• TEXT PROVIDED:
╭──

One broad measure of money supply, known as M2++, averaged a middling year-over-year growth of 7.1 per cent in Canada in 2019. The Bank of Canada inexplicably doubled that rate by February, 2021, as part of its response to an economy locked down by the COVID pandemic. That increase paralleled moves by other central banks globally. By mid-2020, the U.S. Federal Reserve was expanding America’s M4, its broadest measure of money supply, by a whopping 30 per cent.

Because lockdowns disrupted product supply, much of that new money couldn’t be spent immediately. But banks, awash in central bank-injected reserves, ramped up their lending. U.S. and euro zone loan growth hit double-digits by 2021. Canadian lending wasn’t quite as hot, but it echoed broader global trends as temporary lockdowns eased. Canada’s 2022 loan growth averaged more than 8 per cent year-over-year, peaking at 10.1 per cent last October. Inflation soared.

Now? Canadian money supply growth has cooled. July’s M2++ growth slowed to 1.9 per cent year-over-year (the latest data available). July and August euro zone M3 growth was negative. In the U.S., M4 has been negative since last December. Hence, inflation slowed. (M2, M3 and M4 are money supply metrics used by central banks.)

Canada’s September headline CPI cooled to a 3.8 per cent year-over-year – well below the high of 8 per cent in June, 2022 – bringing some relief after it ticked up modestly in July and August. Meanwhile, Canadian core inflation (which excludes eight of the most volatile components, such as food, mortgage interest and energy costs) slowed to 2.8 per cent – under half the 6.1.-per-cent rate of June, 2022.

U.S. CPI, meanwhile, dropped to 3.7 per cent year-over-year from a 9.1-per-cent high. Preliminary euro zone readings show inflation at 4.3 per cent – far off the 10.6 per cent of October, 2022.

╰──

• DATASET CONTENT:

╭──

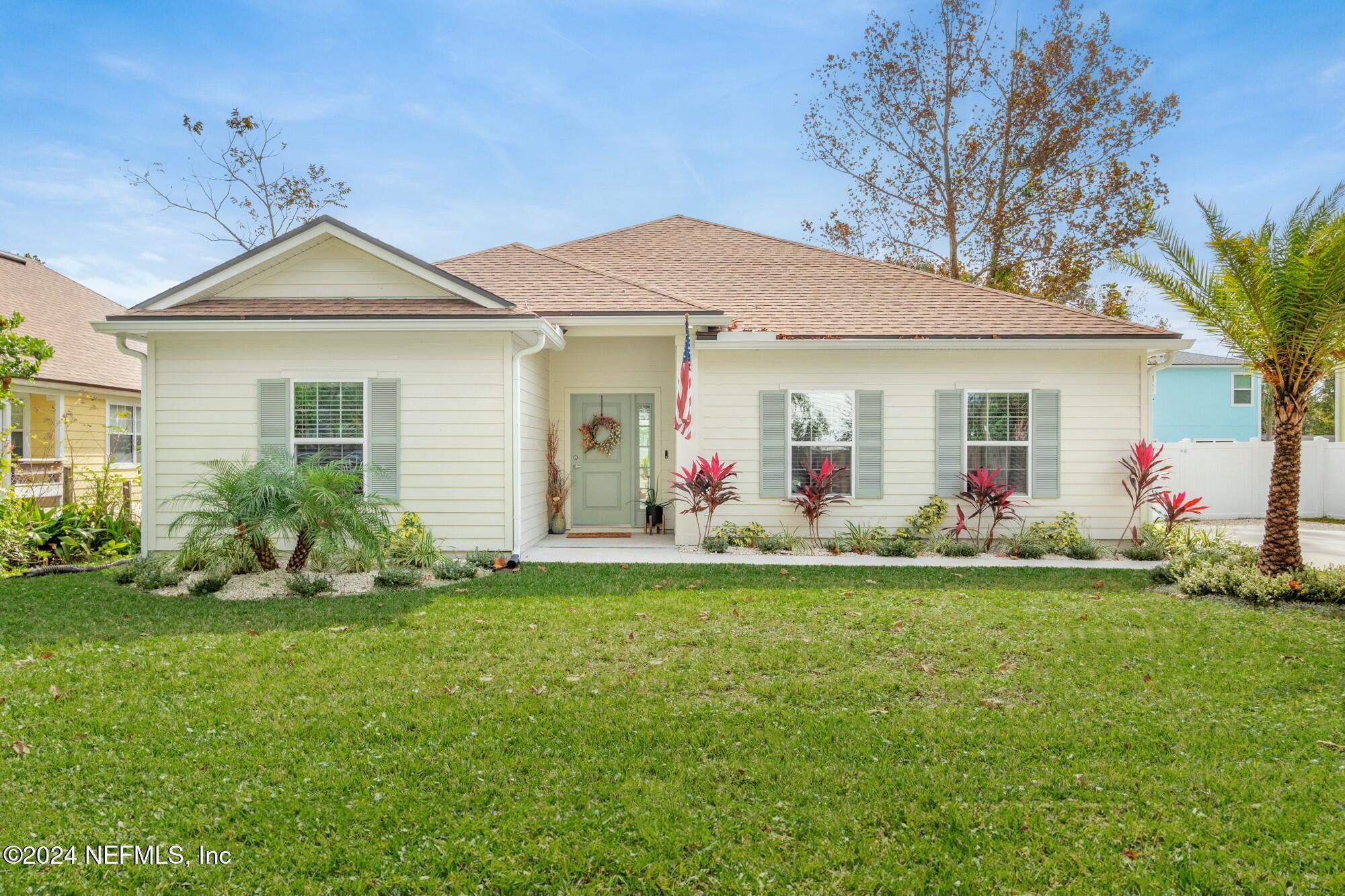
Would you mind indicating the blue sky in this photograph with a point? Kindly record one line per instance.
(463, 126)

╰──

• TASK INSTRUCTIONS:
A – Answer these about the money supply text:
(i) What average year-over-year growth did M2++ show in Canada in 2019?
(ii) What peak did Canada's loan growth reach last October?
(iii) What year-over-year rate did Canada's September headline CPI cool to?
B – Please transcribe the money supply text starting at "Because lockdowns disrupted" and ending at "by central banks.)".

• EXERCISE SOLUTIONS:
A –
(i) 7.1 percent
(ii) 10.1 percent
(iii) 3.8 percent

B –
Because lockdowns disrupted product supply, much of that new money couldn’t be spent immediately. But banks, awash in central bank-injected reserves, ramped up their lending. U.S. and euro zone loan growth hit double-digits by 2021. Canadian lending wasn’t quite as hot, but it echoed broader global trends as temporary lockdowns eased. Canada’s 2022 loan growth averaged more than 8 per cent year-over-year, peaking at 10.1 per cent last October. Inflation soared.

Now? Canadian money supply growth has cooled. July’s M2++ growth slowed to 1.9 per cent year-over-year (the latest data available). July and August euro zone M3 growth was negative. In the U.S., M4 has been negative since last December. Hence, inflation slowed. (M2, M3 and M4 are money supply metrics used by central banks.)